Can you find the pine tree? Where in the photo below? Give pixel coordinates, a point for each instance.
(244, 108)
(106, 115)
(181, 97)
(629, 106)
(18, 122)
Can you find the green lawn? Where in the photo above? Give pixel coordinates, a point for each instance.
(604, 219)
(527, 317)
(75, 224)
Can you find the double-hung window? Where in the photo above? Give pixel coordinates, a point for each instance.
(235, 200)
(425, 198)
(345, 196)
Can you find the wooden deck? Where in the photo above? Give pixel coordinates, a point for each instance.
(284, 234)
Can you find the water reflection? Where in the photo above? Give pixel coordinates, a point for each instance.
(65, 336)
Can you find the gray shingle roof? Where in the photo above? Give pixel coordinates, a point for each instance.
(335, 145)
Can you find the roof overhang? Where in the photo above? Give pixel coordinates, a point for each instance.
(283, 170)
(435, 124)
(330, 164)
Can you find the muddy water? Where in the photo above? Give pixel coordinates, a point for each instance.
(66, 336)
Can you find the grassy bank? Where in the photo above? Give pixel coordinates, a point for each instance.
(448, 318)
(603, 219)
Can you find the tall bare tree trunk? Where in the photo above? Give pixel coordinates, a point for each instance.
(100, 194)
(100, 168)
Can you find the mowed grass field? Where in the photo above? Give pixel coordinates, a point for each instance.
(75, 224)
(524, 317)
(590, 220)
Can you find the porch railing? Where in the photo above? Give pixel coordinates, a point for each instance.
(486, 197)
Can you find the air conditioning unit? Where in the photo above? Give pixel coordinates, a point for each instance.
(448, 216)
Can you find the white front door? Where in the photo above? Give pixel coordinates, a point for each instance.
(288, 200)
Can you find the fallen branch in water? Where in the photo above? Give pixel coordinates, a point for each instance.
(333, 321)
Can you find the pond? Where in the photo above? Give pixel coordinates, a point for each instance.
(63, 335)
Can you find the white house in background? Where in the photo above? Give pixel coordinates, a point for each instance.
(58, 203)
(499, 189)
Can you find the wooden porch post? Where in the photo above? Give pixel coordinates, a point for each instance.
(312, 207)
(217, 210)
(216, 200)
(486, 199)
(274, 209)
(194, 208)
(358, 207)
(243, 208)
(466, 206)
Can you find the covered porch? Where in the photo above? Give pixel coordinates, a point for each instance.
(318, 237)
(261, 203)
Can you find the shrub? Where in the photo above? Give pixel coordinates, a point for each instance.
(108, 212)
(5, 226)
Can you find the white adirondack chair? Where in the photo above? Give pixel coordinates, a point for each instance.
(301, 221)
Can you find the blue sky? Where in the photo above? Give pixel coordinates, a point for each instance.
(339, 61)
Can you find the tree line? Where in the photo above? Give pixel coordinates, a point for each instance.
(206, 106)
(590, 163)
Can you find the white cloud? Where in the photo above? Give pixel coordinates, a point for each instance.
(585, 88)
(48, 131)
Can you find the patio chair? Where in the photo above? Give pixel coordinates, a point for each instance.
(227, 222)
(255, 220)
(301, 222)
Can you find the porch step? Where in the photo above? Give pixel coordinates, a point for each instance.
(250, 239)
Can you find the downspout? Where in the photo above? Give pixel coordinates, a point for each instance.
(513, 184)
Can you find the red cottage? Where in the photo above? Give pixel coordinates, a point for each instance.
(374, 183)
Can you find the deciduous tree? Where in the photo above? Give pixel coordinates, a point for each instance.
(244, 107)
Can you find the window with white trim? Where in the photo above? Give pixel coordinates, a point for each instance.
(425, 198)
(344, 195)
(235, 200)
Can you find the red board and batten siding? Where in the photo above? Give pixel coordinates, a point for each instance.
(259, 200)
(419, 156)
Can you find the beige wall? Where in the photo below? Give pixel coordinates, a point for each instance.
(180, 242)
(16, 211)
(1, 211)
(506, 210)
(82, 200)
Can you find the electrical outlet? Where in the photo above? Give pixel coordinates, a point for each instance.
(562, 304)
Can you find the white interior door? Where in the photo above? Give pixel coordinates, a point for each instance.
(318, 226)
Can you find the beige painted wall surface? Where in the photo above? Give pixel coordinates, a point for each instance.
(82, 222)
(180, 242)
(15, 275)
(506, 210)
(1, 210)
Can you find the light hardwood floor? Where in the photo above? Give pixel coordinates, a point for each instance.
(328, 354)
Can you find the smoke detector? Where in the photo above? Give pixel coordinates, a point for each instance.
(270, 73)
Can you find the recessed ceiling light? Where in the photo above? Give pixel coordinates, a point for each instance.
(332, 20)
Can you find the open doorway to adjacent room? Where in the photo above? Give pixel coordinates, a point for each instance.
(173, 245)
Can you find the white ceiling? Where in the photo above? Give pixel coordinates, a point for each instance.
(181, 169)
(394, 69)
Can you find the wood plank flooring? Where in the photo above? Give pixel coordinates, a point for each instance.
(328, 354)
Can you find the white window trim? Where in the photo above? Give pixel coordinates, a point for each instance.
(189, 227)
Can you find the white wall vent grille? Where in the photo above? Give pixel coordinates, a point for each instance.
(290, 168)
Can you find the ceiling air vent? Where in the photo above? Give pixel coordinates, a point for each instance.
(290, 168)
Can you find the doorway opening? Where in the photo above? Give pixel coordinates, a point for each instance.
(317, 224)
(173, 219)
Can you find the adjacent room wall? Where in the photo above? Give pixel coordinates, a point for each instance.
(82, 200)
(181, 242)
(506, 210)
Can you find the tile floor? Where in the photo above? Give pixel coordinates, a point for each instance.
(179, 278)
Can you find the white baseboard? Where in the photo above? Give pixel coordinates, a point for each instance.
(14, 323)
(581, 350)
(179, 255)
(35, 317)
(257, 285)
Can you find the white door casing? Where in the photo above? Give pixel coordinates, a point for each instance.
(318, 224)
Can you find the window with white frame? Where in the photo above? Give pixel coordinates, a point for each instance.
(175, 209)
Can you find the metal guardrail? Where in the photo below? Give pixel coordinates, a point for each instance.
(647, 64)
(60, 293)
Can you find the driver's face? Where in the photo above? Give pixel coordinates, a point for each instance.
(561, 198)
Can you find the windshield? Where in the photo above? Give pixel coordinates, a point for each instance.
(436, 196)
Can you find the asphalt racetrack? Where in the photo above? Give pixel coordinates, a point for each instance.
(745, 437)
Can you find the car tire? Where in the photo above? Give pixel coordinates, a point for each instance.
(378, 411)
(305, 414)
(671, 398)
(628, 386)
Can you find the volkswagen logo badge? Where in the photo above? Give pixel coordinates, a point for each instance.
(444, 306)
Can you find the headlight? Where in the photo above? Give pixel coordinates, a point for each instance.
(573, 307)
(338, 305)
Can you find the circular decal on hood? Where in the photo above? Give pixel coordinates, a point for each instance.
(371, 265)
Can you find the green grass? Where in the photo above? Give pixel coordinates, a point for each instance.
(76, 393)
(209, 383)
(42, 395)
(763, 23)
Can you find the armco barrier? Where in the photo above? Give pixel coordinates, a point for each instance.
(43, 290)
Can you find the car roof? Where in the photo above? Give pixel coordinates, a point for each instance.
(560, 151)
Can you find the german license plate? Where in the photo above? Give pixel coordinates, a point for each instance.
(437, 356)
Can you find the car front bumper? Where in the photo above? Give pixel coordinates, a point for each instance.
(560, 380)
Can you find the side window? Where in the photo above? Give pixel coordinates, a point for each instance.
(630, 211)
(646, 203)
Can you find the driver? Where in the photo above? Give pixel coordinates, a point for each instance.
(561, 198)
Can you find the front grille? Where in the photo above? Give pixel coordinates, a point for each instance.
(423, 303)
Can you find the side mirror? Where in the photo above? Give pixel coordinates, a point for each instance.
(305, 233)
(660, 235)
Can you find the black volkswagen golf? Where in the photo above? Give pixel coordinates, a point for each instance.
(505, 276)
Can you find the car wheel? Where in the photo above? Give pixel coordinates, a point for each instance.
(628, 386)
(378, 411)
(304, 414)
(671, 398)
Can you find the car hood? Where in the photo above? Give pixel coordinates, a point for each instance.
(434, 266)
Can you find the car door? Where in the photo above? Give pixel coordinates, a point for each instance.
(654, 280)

----

[Activity] Your answer must consist only of the lines from the one with "Can you find the car roof?" through the final line of the entries, each retyped exactly.

[Result]
Can you find the car roof? Where in the photo above? Give pixel coordinates, a point for each instance.
(560, 151)
Can you find the german license plate? Where in the photo above? Give pixel coordinates, a point for each instance.
(437, 356)
Can you find the car front bumper? Where in the photo above? Give pixel coordinates, a point for each instance.
(560, 380)
Can you find the side window? Where in the photo above? Give pixel coordinates, a point for each instance.
(630, 211)
(646, 203)
Can you find the driver? Where in the photo above? Give pixel coordinates, a point for each instance.
(561, 198)
Can you find the front grille? Where in the photo above? Give pixel coordinates, a point for each instance.
(423, 303)
Can you find the side mirror? Where in the photo above? Give pixel coordinates, a point for each instance.
(305, 233)
(660, 235)
Can you find the black volkswagen golf? Where in the photo above? Give pixel coordinates, a point for each instance.
(505, 276)
Can you find the car wheel? Where in the photo above? Give pixel coordinates, a point for each instance.
(628, 386)
(378, 411)
(304, 414)
(671, 398)
Can you find the car hood? Where in the photo above? Give pixel coordinates, a point for each instance.
(434, 266)
Can you find the car door? Where in the photo above? Give pixel coordinates, a point for each instance.
(654, 280)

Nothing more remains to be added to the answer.